● **PAGE EXTRACT**:
6.          Benefit Plans. While Executive is employed by the Company, Executive shall be entitled to participate in all qualified retirement and welfare benefit plans or programs made available by the Company to its employees generally. Executive’s eligibility for and participation in such plans or programs shall be determined in accordance with the eligibility and participation requirements of the applicable plans and programs then in effect. The Executive’s participation in any nonqualified bonus and performance programs shall be limited to those programs included in this Employment Agreement. The Company does not promise the adoption or continuation of any particular plan or program during the period when Executive is employed by the Company. Except as otherwise specifically provided herein, nothing in this Employment Agreement shall preclude the Company from amending or terminating any of the qualified plans or programs applicable generally to employees of the Company. If the Company does not have health, life, dental and disability insurance plans in place for its employees at the commencement of the Initial Employment Term, the Company shall reimburse Executive for the cost of obtaining health, life and dental insurance coverage for Executive and his family and disability insurance insuring Executive’s employment, provided such coverage is, in each case, commensurate to Executive’s coverage immediately prior to the date hereof. To the best of Executive’s knowledge, Executive and his family are insurable at reasonable rates.

 

7.          Conditions to Effectiveness. As a condition to the effectiveness of this Employment Agreement, Executive and the Company shall have entered into the Confidentiality and Inventions Agreement attached hereto as Exhibit A.

 

8.Restrictive Covenants.

 

(a)          Executive acknowledges that: (i) the Company is and will be engaged in its business during the Employment Term throughout the world; (ii) Executive will occupy a position of trust and confidence with the Company after the date of this Employment Agreement and during the Employment Term and Executive is and will become familiar with the Company’s trade secrets and with other proprietary and confidential information concerning the Company and the Company’s business; (iii) the agreements and covenants contained in this Section 8 are essential to protect the Company and the goodwill of its business and are a condition precedent to the Company entering into this Employment Agreement; and (iv) Executive’s employment with the Company has special, unique and extraordinary value to the Company and the Company would be irreparably damaged if Executive were to provide services to any person or entity in violation of the provisions of this Employment Agreement.

● **EXERCISE REQUIREMENTS**: Update the passage of the employment agreement excerpt between "7.          Conditions to Effectiveness." and "8.Restrictive Covenants.", inclusive, by replacing "Exhibit A" with "Exhibit B", and give that passage in full.

● **EXCERPTED RECORDS**:
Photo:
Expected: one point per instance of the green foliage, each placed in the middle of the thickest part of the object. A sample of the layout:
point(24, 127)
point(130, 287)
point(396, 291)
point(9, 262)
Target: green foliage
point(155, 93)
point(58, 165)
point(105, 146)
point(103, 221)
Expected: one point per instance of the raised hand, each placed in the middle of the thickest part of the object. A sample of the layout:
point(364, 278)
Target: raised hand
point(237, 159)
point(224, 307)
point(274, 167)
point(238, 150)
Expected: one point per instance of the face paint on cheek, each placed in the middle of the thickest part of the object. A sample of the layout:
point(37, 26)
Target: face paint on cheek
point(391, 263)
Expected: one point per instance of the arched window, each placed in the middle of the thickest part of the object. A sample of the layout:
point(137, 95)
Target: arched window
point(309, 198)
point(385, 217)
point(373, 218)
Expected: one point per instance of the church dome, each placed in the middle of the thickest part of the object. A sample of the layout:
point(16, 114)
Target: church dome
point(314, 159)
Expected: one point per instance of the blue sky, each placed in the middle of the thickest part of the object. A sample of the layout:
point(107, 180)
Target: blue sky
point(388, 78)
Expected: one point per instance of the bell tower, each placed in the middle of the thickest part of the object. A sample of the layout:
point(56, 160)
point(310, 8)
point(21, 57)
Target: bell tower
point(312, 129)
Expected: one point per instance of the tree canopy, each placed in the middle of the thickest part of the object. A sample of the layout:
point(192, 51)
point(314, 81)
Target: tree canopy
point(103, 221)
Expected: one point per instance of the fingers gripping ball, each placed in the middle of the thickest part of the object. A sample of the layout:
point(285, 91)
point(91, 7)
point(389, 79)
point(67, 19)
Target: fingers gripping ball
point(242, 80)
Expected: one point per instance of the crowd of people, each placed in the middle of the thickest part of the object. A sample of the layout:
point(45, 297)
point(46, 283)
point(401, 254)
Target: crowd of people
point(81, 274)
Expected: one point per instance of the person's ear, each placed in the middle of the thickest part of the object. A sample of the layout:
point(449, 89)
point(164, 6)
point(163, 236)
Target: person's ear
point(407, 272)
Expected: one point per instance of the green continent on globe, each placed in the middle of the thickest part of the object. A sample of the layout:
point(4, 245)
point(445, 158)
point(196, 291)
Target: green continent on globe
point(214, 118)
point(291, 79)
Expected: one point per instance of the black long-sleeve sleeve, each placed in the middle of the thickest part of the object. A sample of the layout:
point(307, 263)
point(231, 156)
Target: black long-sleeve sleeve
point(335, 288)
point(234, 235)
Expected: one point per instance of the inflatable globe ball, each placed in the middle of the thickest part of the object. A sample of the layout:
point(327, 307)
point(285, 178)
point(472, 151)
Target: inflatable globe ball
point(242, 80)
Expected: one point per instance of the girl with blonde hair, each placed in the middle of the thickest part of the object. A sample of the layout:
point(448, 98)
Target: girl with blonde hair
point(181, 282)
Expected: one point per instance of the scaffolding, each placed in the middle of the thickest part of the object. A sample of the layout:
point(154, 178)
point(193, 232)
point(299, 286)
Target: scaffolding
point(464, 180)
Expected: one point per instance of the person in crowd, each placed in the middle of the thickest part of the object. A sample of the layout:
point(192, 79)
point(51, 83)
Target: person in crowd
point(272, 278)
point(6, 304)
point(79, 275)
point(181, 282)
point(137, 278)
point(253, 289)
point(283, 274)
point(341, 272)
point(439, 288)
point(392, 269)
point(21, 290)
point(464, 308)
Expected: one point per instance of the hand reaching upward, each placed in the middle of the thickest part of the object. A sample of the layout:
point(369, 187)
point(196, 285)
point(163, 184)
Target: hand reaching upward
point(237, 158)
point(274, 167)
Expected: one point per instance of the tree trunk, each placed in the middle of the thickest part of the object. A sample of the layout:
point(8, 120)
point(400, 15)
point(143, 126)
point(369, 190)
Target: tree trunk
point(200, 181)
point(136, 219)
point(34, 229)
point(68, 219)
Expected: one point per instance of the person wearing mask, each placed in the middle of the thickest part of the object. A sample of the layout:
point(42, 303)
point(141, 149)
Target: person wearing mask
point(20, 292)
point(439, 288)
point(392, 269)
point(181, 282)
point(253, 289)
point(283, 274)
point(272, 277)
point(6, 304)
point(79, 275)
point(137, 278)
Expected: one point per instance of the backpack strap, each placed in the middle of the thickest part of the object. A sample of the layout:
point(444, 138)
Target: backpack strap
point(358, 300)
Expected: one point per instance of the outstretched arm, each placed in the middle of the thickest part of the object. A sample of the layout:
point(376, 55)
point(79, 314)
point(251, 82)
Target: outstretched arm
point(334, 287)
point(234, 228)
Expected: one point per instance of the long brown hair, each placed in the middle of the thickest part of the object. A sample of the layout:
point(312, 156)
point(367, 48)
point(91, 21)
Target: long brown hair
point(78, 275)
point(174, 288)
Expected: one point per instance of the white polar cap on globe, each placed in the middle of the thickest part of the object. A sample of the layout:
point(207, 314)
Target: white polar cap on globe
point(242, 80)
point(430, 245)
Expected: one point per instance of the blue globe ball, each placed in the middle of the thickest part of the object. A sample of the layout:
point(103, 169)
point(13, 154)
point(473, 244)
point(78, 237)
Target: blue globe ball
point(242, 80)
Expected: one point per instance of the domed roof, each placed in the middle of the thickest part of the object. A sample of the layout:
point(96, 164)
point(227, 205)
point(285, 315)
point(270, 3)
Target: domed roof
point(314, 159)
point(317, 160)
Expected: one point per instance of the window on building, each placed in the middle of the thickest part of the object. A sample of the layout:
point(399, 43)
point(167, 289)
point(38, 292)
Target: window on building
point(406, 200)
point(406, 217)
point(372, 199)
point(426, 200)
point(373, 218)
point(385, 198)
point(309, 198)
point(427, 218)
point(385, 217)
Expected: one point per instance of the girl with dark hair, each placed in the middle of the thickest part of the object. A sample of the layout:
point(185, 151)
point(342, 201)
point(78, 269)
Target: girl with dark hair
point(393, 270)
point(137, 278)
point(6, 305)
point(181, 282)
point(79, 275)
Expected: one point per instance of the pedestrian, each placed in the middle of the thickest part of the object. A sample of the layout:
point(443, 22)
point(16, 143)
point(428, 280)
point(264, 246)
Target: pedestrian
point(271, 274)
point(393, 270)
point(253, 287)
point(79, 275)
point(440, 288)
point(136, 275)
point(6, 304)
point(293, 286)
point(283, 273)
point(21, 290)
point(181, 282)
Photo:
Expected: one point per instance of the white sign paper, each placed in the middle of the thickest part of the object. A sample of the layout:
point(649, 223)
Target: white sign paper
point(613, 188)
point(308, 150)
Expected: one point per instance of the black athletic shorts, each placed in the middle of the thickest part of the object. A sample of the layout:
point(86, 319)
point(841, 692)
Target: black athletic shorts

● **RESULT FOR THIS TASK**:
7.          Conditions to Effectiveness. As a condition to the effectiveness of this Employment Agreement, Executive and the Company shall have entered into the Confidentiality and Inventions Agreement attached hereto as Exhibit B.

 

8.Restrictive Covenants.